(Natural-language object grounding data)
_ _ _
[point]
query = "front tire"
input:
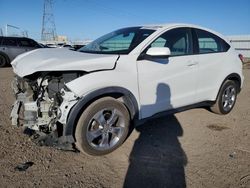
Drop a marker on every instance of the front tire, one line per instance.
(226, 98)
(103, 127)
(3, 61)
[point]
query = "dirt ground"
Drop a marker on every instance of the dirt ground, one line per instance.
(195, 148)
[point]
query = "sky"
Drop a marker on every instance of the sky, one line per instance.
(89, 19)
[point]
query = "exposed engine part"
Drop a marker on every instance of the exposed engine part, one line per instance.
(43, 102)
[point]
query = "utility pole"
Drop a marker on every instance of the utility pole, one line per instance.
(48, 25)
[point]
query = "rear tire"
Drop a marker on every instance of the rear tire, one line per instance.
(226, 98)
(103, 127)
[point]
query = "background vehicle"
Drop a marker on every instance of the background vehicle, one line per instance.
(94, 97)
(10, 47)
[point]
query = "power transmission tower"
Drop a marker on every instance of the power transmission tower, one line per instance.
(48, 25)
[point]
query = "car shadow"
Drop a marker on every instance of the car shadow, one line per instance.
(157, 158)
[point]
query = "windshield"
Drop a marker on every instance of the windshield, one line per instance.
(121, 41)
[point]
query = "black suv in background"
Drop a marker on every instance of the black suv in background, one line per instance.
(10, 47)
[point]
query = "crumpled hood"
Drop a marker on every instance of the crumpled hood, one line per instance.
(58, 59)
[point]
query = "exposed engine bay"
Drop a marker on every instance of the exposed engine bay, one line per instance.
(43, 101)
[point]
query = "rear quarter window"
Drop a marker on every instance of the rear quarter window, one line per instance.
(210, 43)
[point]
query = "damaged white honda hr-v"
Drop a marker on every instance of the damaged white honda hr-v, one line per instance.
(93, 97)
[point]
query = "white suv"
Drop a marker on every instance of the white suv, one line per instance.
(93, 97)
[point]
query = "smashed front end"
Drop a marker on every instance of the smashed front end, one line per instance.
(43, 103)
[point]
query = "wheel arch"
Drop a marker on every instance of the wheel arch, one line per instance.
(6, 57)
(234, 77)
(122, 94)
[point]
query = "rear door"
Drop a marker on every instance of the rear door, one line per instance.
(170, 82)
(212, 57)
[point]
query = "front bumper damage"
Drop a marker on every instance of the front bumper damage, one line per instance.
(42, 113)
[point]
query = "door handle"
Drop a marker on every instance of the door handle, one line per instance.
(192, 64)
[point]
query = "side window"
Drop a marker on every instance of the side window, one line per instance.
(177, 40)
(9, 42)
(27, 43)
(119, 42)
(210, 43)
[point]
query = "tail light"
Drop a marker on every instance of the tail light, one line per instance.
(241, 58)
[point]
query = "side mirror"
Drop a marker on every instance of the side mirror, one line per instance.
(159, 52)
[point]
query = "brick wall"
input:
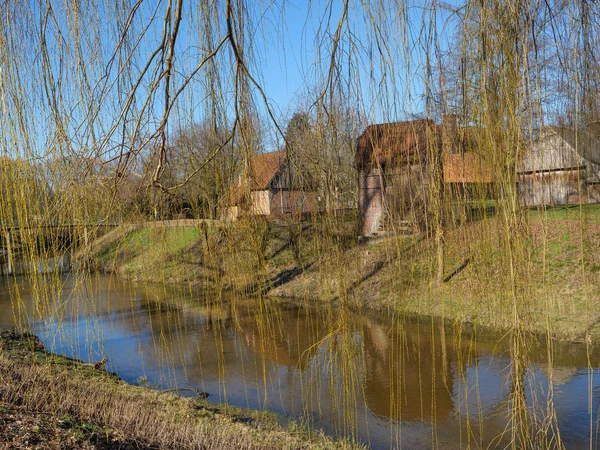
_ _ _
▶ _Exercise_
A verbatim copy of the data, free of pictures, is the expected answer.

▶ _Response area_
[point]
query = "front tire"
input:
Drop a marker on every instance of the front tire, one line per instance.
(226, 98)
(103, 127)
(3, 61)
[point]
query = "dirt ground"
Drop a marker on every instance of the dirt ground, one line per instance.
(195, 148)
[point]
query = "sky"
Drop a marker on every instance of the sky, one line per instance.
(89, 19)
[point]
query = "exposed engine part"
Drop a marker on every instance of the exposed engine part, one line per instance.
(43, 102)
[point]
query = "utility pole"
Drop a marker on every instance of the utility pole, one line per instance.
(48, 25)
[point]
query = "rear tire"
Drop a marker on every instance of the rear tire, one line per instance.
(226, 98)
(103, 127)
[point]
query = "background vehicle"
Drop a marker on every instance of the background vehicle, one line per instance.
(94, 97)
(10, 47)
[point]
query = "power transmission tower"
Drop a marker on every instance of the power transmission tower, one line per instance.
(48, 25)
[point]
query = "car shadow"
Drop a marker on every instance of the car shadow, one line per instance.
(157, 158)
[point]
query = "windshield"
Drop a marker on every instance of the windshield, one line per instance.
(121, 41)
[point]
query = "black suv in background"
Drop a marker on every instance of the black suv in background, one line per instance.
(10, 47)
[point]
query = "crumpled hood"
Drop a marker on every instance of the crumpled hood, one line per instance.
(58, 59)
[point]
query = "exposed engine bay"
Drop a marker on every instance of the exposed engine bay, one line per instance.
(43, 101)
[point]
query = "rear quarter window"
Drop a marker on every instance of the rear quarter window, one line per instance.
(210, 43)
[point]
query = "damaged white honda hr-v"
Drop a marker on every instance of the damaged white honda hr-v, one line per instance.
(93, 97)
[point]
query = "white suv"
Drop a marker on every instance of the white suv, one line per instance.
(93, 97)
[point]
query = "smashed front end"
Drop a marker on every instance of the smashed front end, one line per instance.
(43, 103)
[point]
query = "wheel arch"
Drop a marker on every instance of the wheel arch, one line per instance.
(6, 57)
(234, 77)
(122, 94)
[point]
query = "rear door"
Drop a marker on every instance of the rear door, one line per instance.
(170, 82)
(212, 57)
[point]
query = "front bumper damage"
Drop a marker on every instance of the front bumper damage, one line per instance.
(42, 113)
[point]
query = "door handle"
Drop a marker on every instance of the door handle, one line per instance.
(192, 64)
[point]
query = "side window"
Drop a marker on every instance of the side window, one line per instance.
(177, 40)
(9, 42)
(27, 43)
(119, 42)
(210, 43)
[point]
query = "tail light"
Drop a marker on every instance of the tail light, one line per instance.
(241, 58)
[point]
query = "side mirror"
Drop a marker on every instance of the side mirror, one line per instance.
(159, 52)
[point]
query = "brick wall"
input:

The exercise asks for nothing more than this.